> Article:
>>>>

Beginning with Him provides the unity that Leonardo could not find.
But Leonardo did not surrender his hopelessness. Instead he
died in it. He died with no unity of knowledge. Then the Enlightenment followed
the Renaissance by keeping man at the center. Romanticism did likewise, until
finally the modern age had come. At this point, the solution was to say that
rationality and science can only deal with the particulars, and that we can believe
in whatever universals we want by making an irrational leap of faith. At this
point, man was below the line of despair, and progressed from nihilism to
dichotomy (separating knowledge into the two spheres), and now to mysticism.
Mysticism accepts the dichotomy itself as intrinsic to the universe. This is
the heart of postmodernism.
The end result is that postmodernists can use our Christian
vocabulary, but assign whatever meaning they want to it. On their theory of
truth, there is nothing wrong with contradiction. Liberal theologians have
embraced this themselves, to where they use all of the same words as us (God,
Christ, salvation, sin, the Fall, etc.), but they mean entirely different
things by them. The end result is two different religions that use the same
terminology. No wonder people are confused.
Once again, the solution is for Christians to submit to the
biblical worldview and to push antithesis to the world. Fallen man is still in
the image of God, therefore he knows truth exists, he knows antithesis is true,
and he knows that God is the ground of both the universal and the particular.
No one needs proof that God exists. They already know this in their heart of
hearts. They simply suppress it. We must confront that suppression with the
truth, and show them the way out of their despair. I will close with Romans 1:18-25, as it sums this up well.

<<<<

> What this task involves: Restate the postmodernism passage from "Mysticism accepts the" up to and including "people are confused.", putting "inconsistency" wherever "contradiction" appears.

> Entries shown:
>>>>

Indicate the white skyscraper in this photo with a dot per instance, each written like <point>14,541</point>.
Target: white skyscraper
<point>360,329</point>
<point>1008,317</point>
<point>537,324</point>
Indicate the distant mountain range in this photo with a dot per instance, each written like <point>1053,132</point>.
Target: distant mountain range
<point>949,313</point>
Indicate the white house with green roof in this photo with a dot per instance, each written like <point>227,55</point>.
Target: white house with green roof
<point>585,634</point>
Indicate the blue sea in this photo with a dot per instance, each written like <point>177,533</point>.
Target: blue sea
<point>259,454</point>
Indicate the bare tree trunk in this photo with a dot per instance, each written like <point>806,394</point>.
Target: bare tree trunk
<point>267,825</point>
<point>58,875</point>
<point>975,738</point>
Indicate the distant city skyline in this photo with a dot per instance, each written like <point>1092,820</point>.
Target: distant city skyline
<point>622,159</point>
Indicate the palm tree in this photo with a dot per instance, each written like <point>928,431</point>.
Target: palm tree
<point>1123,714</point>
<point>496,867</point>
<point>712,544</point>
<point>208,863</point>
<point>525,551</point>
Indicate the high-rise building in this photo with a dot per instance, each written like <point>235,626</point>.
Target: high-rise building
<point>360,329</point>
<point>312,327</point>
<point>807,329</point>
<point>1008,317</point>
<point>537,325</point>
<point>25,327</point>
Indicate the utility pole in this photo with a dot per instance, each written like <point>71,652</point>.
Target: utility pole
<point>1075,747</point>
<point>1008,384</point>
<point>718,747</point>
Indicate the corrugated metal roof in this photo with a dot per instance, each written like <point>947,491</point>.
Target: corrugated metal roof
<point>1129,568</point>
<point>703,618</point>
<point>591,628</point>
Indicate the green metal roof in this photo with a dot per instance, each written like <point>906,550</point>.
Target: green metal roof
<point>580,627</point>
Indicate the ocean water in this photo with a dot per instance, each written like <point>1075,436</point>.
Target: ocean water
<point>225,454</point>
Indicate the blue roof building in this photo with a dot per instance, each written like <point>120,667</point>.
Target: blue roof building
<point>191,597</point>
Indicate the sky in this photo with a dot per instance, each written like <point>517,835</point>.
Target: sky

<<<<

> Result:
Mysticism accepts the dichotomy itself as intrinsic to the universe. This is
the heart of postmodernism.
The end result is that postmodernists can use our Christian
vocabulary, but assign whatever meaning they want to it. On their theory of
truth, there is nothing wrong with inconsistency. Liberal theologians have
embraced this themselves, to where they use all of the same words as us (God,
Christ, salvation, sin, the Fall, etc.), but they mean entirely different
things by them. The end result is two different religions that use the same
terminology. No wonder people are confused.